Munculnya organisasi “ Rukun Wanita” (RW) yang dirintis oleh permaisurinya Siti Aisyah pada tanggal 11 September 1949 mendapat respon positif dari Sultan Muhammad Salahuddin. Organisasi lokal ini diketahui oleh SBS Yulianche, ketua muda putri Siti Maryam Binti Muhammad Salahudin, sekretaris I Nurbani Abidin Ishak, sekretaris II Siti Maryam guru sekolah rakyat Raba dan Siti Aisyah Nasruddin sebagai bendahara. Sejak awal pemerintahannya, Sultan memperhatikan kepentingan wanita. Karena itu Sultan Muhammad salahuddin juga mendukung sepenuhnya Aisyah Bima yang dirintis oleh Ibu Sulastrti.  Secara resmi berdiri pada tahun 1938, dengan susunan pengurus yang diketuai oleh Ibu Jaenab AD Talu dan wakil ketua Oleh Ibu Kartini M. Amin.

NU (Nahdatul Ulama) yang semula merupakan organissasi keagamaan yang bergerak di bidang dakwah dan pendidikan pada tahun 1950, berubah statusnya menjadi organisasi politik, ikut direstui oleh Sultan Muhammad Salahuddin. Begitu pula lahirnya partai Masyumi pada tanggal 5 januari 1950, mendapat dukungan dari Sultan Muhammad Salahudin. Walaupun semula dirinya mengharapkan agar tokoh – tokoh islam tetap berada dalam IQAM.

Kehadiran organisasi yang tidak berazaskan Islam, seperti Parindra tahun 1939, PIR tahun 1949 dan PNI pada era yang sama, tetap disambut baik oleh Sultan Muhammada Salahuddin. Kendati secara pribadi dirinya adalah seorang tokoh nasional Islam yang berjiwa Demokrat. Sultan Muhammad Salahuddin tetap menghargai keragaman misi, selama visi kedepan tetap satu, yaitu merebut kembali kemerdekaan dari tangan penjajah.

• [Tugas Latihan]
1. Tuliskan kembali tanpa perubahan bagian kutipan tentang Sultan Muhammad Salahuddin dari "NU (Nahdatul Ulama)" sampai "berada dalam IQAM.".
2. Jawablah pertanyaan berikut berdasarkan kutipan tentang Sultan Muhammad Salahuddin.
(a) Siapa yang merintis organisasi "Rukun Wanita" dan pada tanggal berapa?
(b) Pada tanggal berapa partai Masyumi lahir?
(c) Apa visi ke depan yang menurut kutipan itu tetap satu?

• [Bahan]
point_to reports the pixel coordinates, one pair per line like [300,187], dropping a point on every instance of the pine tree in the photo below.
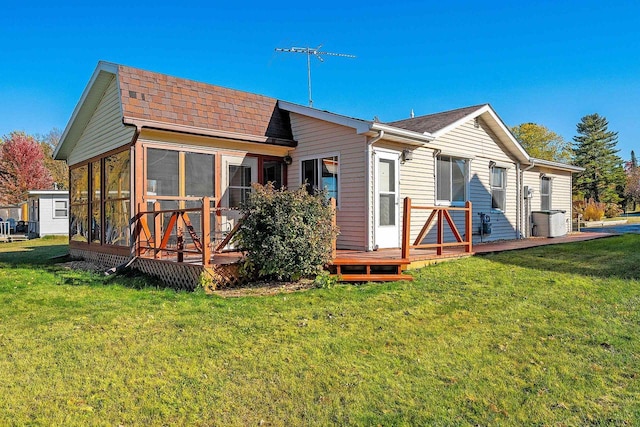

• [Jawaban Lengkap]
1.
NU (Nahdatul Ulama) yang semula merupakan organissasi keagamaan yang bergerak di bidang dakwah dan pendidikan pada tahun 1950, berubah statusnya menjadi organisasi politik, ikut direstui oleh Sultan Muhammad Salahuddin. Begitu pula lahirnya partai Masyumi pada tanggal 5 januari 1950, mendapat dukungan dari Sultan Muhammad Salahudin. Walaupun semula dirinya mengharapkan agar tokoh – tokoh islam tetap berada dalam IQAM.

2.
(a) Permaisuri Sultan, Siti Aisyah, pada tanggal 11 September 1949.
(b) 5 Januari 1950.
(c) Merebut kembali kemerdekaan dari tangan penjajah.